» **Work request**
The lines to reproduce run from the one containing "Target: green lawn" through the end of the records below. Reproduce them exactly and add nothing.

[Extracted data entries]
⟨

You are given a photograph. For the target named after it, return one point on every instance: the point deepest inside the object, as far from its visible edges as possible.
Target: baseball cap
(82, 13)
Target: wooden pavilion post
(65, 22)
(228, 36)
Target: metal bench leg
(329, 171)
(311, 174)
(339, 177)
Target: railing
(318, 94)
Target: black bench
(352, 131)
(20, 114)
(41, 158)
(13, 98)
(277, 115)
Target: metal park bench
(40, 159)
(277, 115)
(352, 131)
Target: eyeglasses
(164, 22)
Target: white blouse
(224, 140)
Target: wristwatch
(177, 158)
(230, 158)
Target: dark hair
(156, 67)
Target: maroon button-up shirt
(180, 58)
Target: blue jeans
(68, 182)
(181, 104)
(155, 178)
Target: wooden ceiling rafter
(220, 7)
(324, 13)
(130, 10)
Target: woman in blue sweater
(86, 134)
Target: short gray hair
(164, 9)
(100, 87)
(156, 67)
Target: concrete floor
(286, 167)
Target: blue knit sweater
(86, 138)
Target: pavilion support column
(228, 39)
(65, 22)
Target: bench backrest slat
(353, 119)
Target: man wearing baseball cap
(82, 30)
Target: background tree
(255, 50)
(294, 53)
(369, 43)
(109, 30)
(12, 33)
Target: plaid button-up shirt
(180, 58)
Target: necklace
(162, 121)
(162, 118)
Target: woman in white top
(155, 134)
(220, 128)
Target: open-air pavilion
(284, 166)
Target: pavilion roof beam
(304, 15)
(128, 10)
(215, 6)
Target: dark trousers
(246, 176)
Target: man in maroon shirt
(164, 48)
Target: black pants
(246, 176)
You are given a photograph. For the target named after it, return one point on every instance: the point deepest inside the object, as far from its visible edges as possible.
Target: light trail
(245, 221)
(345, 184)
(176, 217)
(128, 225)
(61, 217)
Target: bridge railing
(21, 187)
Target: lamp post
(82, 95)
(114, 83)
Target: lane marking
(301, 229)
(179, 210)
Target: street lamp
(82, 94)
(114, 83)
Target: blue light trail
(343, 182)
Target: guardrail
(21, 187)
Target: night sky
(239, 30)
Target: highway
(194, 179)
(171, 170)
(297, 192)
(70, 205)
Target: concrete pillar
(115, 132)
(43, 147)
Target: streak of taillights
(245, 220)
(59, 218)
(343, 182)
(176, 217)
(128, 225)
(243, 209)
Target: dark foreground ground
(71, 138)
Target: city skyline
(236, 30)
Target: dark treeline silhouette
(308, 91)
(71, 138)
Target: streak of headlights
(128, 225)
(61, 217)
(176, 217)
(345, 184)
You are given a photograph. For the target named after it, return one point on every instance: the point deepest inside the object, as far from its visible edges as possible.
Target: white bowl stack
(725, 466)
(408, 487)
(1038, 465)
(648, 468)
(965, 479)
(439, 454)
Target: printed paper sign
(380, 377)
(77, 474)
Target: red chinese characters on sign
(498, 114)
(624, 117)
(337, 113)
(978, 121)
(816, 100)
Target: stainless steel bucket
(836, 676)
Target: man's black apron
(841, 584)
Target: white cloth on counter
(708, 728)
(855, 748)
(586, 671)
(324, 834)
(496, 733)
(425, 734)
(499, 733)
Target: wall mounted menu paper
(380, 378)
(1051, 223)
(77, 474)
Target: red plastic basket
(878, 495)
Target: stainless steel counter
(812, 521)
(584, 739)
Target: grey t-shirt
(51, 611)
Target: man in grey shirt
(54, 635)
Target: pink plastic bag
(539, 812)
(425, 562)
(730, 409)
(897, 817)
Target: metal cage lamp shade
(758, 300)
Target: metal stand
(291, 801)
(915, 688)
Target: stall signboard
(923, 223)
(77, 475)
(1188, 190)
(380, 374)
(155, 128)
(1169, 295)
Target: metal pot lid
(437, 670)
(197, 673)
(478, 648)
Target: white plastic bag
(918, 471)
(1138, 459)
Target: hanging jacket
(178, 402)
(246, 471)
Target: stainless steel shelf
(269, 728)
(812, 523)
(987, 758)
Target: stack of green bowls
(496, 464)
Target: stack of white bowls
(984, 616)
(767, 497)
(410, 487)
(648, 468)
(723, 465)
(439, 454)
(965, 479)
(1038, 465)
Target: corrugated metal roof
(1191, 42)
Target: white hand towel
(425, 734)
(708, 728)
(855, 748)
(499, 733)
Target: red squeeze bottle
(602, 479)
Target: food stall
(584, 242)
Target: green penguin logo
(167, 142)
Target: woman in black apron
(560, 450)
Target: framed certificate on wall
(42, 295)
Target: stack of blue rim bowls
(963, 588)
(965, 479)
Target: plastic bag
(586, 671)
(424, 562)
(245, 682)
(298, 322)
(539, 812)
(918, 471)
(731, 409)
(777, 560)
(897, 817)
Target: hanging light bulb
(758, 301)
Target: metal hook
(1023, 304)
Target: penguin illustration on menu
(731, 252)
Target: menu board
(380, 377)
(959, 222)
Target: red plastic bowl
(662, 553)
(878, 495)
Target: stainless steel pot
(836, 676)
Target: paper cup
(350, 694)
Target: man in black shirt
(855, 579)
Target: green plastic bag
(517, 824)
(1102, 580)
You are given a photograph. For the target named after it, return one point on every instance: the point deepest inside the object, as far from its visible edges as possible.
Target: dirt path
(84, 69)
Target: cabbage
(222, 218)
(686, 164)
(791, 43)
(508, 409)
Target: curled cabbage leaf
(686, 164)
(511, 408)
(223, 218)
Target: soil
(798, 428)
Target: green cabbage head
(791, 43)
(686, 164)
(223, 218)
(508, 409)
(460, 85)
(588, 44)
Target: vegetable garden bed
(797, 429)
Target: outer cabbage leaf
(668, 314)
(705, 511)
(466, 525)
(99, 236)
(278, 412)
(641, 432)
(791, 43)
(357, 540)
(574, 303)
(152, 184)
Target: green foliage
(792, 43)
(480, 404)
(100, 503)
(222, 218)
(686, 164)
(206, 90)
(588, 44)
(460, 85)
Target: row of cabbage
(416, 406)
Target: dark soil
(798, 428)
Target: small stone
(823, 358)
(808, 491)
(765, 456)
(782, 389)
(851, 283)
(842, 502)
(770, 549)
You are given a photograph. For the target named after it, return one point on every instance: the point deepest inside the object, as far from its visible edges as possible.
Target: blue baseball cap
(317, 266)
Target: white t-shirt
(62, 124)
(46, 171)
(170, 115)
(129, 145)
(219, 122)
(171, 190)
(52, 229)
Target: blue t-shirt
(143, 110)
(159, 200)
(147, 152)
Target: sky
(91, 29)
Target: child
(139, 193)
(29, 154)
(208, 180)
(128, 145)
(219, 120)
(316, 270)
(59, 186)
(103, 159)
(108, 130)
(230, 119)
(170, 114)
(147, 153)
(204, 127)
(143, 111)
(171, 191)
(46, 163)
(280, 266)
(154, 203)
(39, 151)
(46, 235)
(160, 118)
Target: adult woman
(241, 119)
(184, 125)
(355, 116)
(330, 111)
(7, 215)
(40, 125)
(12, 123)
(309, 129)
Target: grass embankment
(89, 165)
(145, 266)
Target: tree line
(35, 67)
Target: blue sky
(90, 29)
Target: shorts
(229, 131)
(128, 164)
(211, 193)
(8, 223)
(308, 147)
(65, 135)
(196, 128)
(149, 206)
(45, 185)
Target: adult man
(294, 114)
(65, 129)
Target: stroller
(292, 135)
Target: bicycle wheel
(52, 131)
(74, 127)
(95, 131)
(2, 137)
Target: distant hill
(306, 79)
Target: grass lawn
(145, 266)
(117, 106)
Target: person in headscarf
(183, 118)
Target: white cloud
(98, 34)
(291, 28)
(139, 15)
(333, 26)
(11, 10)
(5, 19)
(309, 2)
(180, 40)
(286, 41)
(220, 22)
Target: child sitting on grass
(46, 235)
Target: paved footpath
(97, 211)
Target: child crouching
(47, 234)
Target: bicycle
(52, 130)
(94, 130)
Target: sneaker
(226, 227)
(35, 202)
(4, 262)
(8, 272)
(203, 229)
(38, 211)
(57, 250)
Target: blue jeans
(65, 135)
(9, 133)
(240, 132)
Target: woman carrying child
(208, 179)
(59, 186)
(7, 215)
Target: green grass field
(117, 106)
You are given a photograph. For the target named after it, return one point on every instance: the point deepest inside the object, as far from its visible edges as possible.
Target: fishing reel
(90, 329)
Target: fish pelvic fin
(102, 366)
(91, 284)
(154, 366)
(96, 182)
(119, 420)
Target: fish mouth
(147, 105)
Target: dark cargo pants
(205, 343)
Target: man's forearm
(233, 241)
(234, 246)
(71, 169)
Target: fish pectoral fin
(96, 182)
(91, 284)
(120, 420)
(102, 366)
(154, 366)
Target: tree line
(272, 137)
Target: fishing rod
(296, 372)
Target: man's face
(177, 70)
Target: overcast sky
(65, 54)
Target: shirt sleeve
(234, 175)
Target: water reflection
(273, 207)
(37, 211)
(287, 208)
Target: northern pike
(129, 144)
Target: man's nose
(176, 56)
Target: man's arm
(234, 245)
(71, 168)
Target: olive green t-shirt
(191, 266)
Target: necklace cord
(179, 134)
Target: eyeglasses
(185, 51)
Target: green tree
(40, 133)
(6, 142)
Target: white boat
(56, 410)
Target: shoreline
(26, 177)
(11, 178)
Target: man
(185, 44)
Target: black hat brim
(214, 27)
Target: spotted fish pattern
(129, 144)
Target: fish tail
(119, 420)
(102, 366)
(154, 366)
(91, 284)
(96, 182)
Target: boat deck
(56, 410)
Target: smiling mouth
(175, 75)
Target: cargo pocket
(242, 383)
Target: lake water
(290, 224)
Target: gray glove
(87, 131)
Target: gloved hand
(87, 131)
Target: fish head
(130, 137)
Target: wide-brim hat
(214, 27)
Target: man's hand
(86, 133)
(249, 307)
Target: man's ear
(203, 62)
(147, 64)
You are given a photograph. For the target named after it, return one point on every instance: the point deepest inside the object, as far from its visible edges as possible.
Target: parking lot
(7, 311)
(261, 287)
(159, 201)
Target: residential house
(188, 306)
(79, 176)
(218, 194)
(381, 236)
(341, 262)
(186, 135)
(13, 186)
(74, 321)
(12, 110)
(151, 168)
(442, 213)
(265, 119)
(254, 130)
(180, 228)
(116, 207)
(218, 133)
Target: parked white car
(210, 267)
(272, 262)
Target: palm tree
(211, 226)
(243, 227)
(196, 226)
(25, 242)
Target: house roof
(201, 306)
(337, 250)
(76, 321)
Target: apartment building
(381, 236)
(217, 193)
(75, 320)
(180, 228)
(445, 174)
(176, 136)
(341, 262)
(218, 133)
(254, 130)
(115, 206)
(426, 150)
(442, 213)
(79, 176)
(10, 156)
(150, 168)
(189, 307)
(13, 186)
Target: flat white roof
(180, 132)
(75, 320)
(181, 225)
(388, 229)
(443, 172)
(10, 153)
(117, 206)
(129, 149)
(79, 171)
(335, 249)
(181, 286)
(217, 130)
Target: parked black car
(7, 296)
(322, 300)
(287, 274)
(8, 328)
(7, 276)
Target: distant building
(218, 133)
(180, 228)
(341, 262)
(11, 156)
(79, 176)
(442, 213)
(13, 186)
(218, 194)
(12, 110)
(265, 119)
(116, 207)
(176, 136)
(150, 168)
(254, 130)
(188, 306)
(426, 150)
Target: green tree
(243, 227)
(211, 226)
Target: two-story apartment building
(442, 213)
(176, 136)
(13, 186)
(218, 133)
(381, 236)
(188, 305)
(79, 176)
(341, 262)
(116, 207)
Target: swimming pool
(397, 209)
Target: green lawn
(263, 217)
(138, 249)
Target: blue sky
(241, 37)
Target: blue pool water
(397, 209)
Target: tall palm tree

⟩

» **Response area**
Target: green lawn
(263, 217)
(138, 249)
Target: blue sky
(241, 37)
Target: blue pool water
(397, 209)
Target: tall palm tree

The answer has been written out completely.